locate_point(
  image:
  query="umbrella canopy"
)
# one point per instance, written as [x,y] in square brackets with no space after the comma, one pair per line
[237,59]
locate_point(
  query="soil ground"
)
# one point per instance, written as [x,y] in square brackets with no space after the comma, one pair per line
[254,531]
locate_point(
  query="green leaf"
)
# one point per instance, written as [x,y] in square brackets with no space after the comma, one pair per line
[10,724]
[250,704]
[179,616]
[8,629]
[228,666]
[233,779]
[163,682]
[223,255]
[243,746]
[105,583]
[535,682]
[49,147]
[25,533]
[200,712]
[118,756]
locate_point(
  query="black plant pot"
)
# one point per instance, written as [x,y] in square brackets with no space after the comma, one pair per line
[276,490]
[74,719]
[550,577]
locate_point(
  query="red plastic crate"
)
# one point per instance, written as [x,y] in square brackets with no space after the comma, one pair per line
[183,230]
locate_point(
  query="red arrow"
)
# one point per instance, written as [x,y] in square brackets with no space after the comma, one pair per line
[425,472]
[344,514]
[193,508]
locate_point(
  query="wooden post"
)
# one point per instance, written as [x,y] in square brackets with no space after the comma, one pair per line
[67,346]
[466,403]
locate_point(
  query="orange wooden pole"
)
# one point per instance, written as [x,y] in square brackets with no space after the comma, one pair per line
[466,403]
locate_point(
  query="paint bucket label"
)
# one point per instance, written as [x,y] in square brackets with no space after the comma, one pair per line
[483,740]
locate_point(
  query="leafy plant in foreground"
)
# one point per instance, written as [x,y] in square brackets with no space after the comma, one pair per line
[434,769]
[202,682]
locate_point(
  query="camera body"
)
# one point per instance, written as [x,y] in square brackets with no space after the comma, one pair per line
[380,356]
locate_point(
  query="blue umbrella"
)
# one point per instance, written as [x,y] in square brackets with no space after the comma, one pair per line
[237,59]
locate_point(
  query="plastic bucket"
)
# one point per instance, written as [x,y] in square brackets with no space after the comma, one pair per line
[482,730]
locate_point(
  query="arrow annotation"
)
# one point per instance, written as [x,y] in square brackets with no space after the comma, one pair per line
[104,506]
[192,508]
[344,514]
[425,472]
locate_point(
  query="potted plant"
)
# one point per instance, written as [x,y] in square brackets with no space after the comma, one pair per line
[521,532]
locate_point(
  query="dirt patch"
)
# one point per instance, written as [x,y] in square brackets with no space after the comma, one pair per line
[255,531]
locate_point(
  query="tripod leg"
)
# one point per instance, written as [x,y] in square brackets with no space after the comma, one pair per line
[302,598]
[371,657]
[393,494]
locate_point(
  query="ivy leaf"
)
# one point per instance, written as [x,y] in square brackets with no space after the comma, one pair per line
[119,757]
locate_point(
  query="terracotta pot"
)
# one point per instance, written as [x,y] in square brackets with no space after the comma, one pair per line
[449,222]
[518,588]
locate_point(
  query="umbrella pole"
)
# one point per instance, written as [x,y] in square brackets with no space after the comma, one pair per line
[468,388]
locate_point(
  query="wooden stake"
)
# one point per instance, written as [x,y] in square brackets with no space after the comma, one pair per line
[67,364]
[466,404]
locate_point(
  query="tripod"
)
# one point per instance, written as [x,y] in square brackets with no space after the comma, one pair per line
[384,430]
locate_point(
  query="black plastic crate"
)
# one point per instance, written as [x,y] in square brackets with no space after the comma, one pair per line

+--

#### Your task:
Restate the data above exactly, keeping each word as it stands.

#### Complete response:
locate_point(
  image:
  query="umbrella canopy"
)
# one point per instance, written as [x,y] in square brackets with no space after the comma, one pair per line
[237,59]
locate_point(
  query="soil ground"
)
# one point per instance, written as [x,y] in square brackets with no space after the comma, one pair per line
[254,531]
locate_point(
  query="green leaf"
)
# one point per instance, written as [x,y] in square brackets with no space after the comma, one pair per line
[10,724]
[250,704]
[179,616]
[8,629]
[228,666]
[233,779]
[163,682]
[223,255]
[243,746]
[105,583]
[535,682]
[49,147]
[25,533]
[200,712]
[118,756]
locate_point(
  query="black plant pot"
)
# one point per instance, written as [x,y] in square brackets with no space after the comma, one pair per line
[276,490]
[74,719]
[550,577]
locate_point(
  query="red plastic crate"
)
# one point per instance, written as [x,y] in square brackets with no space after the comma, one pair per line
[183,230]
locate_point(
  query="red arrow"
)
# one point per instance, written as [x,y] in square brackets with no space after the comma, one pair per line
[425,472]
[344,514]
[193,508]
locate_point(
  query="wooden post"
)
# one point per instance, written as [x,y] in square brackets with no space after the comma, one pair per line
[67,346]
[466,403]
locate_point(
  query="orange wooden pole"
)
# one point per instance, written as [x,y] in square brackets with no space after the comma, one pair per line
[466,403]
locate_point(
  query="paint bucket label"
)
# one point per instance, written as [x,y] in square brackets with no space after the comma, one pair per line
[483,740]
locate_point(
  query="leafy plant in foreground"
)
# one point per instance, written as [x,y] in square brackets with no space after the comma, one pair per line
[434,769]
[202,682]
locate_point(
  query="camera body"
)
# one point per instance, written as [x,y] in square brackets with no space after the comma, one pair per line
[380,356]
locate_point(
  query="blue umbrella"
)
# one point per instance, written as [x,y] in square brackets with no space after the comma, one pair per line
[237,59]
locate_point(
  query="plastic bucket"
)
# one point per instance, written as [x,y] in square brackets with no space after the comma, one pair per line
[482,730]
locate_point(
  query="arrow annotation"
)
# one point per instance, written as [x,y] in square brackets with no space after the comma, one pair per line
[104,506]
[192,508]
[344,514]
[425,472]
locate_point(
  query="potted plant"
)
# one point per instance, written as [x,y] in square brackets with no space after the comma, one pair per line
[521,532]
locate_point(
  query="dirt patch"
)
# one point per instance, written as [x,y] in square brackets with no space after the comma, one pair per line
[255,531]
locate_point(
  query="tripod leg"
)
# one point per instance, written as [x,y] in square brackets with no space after the comma, one pair per line
[302,598]
[371,657]
[393,494]
locate_point(
  query="ivy leaf"
)
# one point per instance, written as [x,y] in square brackets with no space after the comma, one pair per line
[119,757]
locate_point(
  query="terracotta pot"
)
# one point per instance, written as [x,y] in square brackets with no space after the comma, one pair per line
[449,222]
[518,588]
locate_point(
  query="umbrella pole"
)
# one point per instance, written as [x,y] in square brackets with no space after the comma, one pair per line
[468,388]
locate_point(
  query="wooden stake"
)
# one point per instance, written as [x,y] in square brackets with no space after the comma, one pair per line
[67,364]
[466,404]
locate_point(
  query="tripod"
)
# one point per instance, written as [x,y] in square brackets with no space after the comma, one pair per line
[384,430]
locate_point(
  query="black plastic crate"
)
# one point per instance, written as [x,y] in square brackets with no space after the comma, one pair per line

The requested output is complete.